How many lines in the entries below contain the word "positive"? Reply with the number alone.

>>>

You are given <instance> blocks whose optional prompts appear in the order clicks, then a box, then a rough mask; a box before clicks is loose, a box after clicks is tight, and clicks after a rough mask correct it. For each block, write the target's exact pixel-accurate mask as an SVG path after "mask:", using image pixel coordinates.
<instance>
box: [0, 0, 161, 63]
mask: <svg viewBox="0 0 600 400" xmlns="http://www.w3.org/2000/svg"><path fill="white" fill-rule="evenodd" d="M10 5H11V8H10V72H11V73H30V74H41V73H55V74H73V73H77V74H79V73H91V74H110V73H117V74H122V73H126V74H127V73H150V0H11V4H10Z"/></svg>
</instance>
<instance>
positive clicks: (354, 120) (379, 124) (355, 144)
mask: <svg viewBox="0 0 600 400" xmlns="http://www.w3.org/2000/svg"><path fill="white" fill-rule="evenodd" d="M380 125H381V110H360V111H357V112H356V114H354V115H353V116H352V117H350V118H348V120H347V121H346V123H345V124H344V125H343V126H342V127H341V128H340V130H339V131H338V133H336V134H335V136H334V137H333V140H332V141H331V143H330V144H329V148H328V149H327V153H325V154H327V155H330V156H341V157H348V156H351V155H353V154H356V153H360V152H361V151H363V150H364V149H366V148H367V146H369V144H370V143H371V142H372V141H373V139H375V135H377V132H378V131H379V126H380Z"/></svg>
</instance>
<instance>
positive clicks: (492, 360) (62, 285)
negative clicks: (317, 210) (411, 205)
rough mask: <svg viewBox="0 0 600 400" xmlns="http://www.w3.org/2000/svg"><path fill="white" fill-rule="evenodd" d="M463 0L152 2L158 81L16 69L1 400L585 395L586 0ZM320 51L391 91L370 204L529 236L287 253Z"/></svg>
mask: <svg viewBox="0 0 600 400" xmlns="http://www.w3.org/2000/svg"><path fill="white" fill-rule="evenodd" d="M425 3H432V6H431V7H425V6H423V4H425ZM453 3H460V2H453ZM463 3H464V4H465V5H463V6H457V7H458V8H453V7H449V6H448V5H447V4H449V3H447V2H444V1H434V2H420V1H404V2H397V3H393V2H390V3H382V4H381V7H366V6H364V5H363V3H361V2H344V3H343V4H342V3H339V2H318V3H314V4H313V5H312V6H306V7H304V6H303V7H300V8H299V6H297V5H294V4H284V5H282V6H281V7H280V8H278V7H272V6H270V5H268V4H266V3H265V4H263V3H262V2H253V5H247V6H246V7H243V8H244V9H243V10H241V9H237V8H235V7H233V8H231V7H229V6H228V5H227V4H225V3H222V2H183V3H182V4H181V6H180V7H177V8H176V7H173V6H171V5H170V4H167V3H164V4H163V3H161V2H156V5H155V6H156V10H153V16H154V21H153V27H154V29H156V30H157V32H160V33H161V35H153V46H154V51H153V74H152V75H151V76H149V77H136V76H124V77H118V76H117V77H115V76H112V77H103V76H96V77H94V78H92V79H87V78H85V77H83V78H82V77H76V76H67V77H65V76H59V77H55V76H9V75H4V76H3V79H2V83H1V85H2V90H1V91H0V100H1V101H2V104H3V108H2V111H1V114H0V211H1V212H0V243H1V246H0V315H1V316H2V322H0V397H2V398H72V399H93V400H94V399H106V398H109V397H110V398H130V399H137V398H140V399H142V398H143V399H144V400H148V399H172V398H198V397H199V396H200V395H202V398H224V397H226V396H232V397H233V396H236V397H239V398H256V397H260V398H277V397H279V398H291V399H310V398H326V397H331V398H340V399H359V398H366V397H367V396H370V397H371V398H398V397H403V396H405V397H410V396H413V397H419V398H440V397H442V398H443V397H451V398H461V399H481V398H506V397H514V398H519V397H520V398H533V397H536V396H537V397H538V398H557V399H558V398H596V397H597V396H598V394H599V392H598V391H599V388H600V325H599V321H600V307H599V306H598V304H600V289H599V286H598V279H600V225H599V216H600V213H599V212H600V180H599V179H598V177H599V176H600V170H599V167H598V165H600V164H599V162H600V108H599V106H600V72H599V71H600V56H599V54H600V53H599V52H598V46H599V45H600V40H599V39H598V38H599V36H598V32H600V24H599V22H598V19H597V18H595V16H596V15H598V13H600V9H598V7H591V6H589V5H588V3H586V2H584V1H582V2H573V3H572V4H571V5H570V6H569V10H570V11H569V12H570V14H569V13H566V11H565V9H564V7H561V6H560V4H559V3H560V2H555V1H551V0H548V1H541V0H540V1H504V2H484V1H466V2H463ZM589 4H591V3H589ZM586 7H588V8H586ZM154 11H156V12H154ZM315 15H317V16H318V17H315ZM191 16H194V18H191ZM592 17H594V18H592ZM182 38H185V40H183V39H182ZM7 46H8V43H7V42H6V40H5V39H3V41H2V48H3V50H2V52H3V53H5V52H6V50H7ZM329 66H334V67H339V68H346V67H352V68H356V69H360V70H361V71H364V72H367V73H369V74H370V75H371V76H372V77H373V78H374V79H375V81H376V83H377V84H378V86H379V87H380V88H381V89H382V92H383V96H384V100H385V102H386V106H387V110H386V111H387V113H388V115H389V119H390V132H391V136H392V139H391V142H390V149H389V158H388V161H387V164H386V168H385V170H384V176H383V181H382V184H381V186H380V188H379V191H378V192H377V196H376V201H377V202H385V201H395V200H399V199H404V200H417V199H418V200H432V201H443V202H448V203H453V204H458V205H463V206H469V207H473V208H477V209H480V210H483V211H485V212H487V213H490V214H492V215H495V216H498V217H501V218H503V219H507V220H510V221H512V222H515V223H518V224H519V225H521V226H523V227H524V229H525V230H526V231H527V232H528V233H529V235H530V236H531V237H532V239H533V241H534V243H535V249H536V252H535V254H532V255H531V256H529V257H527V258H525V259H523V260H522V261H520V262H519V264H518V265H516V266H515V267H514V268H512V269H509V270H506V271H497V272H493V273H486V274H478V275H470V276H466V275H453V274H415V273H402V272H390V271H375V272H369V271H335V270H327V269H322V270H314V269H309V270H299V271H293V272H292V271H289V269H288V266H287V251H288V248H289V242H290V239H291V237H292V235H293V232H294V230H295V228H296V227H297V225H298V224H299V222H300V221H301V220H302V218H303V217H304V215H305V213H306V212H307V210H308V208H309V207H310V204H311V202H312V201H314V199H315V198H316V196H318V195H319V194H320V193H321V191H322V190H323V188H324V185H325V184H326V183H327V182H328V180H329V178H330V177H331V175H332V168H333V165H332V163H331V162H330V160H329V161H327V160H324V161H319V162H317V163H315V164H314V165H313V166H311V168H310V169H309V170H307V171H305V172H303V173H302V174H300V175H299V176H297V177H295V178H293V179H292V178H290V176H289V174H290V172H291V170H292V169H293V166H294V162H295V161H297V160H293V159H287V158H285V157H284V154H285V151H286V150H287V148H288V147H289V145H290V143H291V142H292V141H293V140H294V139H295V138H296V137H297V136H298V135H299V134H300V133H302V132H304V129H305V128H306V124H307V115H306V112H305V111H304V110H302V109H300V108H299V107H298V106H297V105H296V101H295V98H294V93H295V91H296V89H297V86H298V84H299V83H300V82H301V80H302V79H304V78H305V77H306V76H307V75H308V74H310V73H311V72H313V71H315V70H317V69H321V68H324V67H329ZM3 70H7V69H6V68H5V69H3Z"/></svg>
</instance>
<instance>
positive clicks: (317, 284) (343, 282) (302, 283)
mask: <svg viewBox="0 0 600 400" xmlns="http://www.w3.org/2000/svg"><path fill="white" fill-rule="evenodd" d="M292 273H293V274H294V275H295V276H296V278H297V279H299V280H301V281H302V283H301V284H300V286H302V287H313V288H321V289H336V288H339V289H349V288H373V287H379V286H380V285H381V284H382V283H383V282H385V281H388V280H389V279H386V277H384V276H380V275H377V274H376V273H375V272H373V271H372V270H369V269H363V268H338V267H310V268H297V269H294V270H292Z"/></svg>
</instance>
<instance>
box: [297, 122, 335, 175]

<<<

--- SOLUTION TO THE PROBLEM ---
3